Saved entries –
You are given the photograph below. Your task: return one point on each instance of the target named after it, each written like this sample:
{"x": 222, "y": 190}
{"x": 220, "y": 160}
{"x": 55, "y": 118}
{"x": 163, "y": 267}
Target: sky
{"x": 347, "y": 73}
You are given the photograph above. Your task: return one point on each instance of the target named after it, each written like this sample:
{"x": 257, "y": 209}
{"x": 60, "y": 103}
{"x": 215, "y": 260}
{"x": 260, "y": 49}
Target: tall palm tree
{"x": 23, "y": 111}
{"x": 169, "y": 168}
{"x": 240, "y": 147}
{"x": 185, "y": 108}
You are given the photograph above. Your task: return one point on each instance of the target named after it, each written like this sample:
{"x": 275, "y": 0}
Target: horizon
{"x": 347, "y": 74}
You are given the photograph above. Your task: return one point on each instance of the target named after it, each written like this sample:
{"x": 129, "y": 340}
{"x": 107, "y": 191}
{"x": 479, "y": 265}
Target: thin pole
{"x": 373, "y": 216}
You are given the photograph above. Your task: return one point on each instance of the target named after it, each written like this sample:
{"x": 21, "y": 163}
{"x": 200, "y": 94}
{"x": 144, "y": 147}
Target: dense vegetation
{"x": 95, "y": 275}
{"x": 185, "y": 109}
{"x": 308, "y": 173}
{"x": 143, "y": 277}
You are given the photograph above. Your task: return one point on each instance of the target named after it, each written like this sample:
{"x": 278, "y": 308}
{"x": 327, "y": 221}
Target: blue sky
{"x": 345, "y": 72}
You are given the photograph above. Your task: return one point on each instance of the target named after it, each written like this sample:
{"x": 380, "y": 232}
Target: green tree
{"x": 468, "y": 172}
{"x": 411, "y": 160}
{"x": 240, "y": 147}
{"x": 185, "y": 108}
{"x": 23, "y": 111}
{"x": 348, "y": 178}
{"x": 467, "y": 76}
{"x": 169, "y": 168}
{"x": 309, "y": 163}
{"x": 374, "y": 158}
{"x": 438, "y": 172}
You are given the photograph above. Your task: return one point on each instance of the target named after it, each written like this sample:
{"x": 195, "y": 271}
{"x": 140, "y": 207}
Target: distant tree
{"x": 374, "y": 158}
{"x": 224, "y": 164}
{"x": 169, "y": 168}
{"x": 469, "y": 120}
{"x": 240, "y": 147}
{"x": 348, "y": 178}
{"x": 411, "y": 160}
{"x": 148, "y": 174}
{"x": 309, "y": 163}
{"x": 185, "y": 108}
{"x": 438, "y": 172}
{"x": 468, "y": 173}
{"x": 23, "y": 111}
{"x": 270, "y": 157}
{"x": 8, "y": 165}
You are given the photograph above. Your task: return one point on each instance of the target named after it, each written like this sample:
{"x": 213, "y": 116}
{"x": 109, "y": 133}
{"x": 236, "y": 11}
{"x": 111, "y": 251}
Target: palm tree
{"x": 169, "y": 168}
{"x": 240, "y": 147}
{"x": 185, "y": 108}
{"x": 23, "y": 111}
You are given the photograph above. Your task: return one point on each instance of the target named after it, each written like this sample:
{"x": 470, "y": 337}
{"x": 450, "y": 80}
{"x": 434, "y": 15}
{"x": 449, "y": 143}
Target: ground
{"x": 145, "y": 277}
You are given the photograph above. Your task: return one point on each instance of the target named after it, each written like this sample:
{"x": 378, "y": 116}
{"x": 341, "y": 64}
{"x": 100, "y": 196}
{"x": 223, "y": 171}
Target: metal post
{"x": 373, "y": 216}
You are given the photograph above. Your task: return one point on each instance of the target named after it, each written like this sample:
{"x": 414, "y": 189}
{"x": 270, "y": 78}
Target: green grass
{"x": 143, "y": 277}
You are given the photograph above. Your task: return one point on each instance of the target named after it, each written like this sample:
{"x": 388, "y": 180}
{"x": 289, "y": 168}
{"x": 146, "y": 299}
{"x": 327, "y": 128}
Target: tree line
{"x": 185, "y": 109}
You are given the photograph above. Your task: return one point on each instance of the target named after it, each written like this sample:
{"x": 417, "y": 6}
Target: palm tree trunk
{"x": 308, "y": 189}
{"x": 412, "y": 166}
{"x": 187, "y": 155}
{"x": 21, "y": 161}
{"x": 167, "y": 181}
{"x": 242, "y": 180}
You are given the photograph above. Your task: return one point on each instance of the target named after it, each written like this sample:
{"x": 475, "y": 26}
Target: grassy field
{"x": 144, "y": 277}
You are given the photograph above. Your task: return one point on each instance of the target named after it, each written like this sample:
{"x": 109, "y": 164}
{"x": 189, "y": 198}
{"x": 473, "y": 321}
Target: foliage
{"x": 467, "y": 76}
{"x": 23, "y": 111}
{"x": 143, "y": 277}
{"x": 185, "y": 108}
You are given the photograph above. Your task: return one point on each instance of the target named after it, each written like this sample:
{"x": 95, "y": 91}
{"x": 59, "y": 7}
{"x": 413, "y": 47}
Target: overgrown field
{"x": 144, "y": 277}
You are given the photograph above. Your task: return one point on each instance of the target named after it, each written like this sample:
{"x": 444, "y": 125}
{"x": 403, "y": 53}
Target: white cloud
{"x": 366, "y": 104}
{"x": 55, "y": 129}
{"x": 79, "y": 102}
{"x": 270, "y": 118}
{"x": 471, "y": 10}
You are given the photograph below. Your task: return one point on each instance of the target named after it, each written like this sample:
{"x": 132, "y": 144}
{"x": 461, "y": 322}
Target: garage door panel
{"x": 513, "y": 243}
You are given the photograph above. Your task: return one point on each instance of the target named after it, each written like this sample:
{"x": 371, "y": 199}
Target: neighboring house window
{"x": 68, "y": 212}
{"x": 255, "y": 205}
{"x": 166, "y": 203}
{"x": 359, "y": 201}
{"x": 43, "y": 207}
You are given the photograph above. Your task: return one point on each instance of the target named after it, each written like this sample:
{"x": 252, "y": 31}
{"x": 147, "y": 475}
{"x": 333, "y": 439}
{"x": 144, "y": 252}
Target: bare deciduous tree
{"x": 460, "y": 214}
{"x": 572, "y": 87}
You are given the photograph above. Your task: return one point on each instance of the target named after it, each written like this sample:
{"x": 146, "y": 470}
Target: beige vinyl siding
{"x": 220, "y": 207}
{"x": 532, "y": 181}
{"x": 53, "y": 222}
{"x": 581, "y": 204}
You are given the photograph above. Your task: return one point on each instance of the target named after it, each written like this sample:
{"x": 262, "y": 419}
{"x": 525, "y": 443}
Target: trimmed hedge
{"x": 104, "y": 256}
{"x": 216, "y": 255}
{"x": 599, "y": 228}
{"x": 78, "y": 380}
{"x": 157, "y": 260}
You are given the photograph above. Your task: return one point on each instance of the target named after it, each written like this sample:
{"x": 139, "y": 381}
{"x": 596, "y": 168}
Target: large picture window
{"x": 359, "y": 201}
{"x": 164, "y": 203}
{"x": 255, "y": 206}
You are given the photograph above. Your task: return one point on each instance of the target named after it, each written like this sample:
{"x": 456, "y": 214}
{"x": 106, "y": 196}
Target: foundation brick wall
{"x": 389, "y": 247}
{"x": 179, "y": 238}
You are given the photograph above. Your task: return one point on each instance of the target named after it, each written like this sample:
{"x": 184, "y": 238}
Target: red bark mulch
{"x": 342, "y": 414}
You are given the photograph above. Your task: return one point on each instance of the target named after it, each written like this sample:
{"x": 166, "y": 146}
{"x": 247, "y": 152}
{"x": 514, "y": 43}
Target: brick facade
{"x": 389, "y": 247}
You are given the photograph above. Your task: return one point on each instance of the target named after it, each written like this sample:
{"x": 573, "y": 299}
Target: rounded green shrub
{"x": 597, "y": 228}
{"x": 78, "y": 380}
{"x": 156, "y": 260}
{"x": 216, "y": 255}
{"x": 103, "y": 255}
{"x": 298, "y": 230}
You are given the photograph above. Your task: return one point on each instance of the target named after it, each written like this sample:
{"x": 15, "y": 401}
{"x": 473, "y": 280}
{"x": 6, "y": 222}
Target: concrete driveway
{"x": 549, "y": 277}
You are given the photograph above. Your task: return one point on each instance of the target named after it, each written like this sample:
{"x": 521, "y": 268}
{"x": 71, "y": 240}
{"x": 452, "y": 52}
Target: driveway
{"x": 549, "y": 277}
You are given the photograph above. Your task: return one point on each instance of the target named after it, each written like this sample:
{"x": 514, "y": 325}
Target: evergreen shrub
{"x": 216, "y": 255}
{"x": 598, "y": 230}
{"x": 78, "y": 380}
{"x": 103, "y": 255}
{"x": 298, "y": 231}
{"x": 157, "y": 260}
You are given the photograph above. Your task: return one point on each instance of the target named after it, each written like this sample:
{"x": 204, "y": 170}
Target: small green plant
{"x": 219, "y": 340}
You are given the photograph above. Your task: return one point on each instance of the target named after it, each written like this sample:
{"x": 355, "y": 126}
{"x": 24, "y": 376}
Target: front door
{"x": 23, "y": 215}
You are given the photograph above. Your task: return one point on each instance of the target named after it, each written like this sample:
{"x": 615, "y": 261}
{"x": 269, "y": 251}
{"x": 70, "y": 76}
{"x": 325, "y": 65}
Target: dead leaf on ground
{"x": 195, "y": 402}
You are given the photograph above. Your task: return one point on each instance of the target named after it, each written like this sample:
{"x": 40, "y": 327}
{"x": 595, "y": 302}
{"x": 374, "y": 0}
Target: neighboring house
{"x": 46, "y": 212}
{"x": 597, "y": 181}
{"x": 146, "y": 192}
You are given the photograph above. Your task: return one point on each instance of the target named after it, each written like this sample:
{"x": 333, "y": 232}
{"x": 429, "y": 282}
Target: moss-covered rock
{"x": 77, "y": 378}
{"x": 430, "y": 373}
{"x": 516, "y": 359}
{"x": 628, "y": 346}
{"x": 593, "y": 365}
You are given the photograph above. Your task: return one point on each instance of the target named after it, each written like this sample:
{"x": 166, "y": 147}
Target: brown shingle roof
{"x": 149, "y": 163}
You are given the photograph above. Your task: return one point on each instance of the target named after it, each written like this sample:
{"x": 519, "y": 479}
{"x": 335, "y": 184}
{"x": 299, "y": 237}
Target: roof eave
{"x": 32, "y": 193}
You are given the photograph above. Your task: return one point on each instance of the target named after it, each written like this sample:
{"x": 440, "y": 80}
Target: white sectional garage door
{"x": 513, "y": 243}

TASK TO COMPLETE – Collect every line in the listing above that contains the word "palm". Letter case counts.

RESULT FOR THIS TASK –
Target: tall palm tree
Target: palm tree
Target: palm tree trunk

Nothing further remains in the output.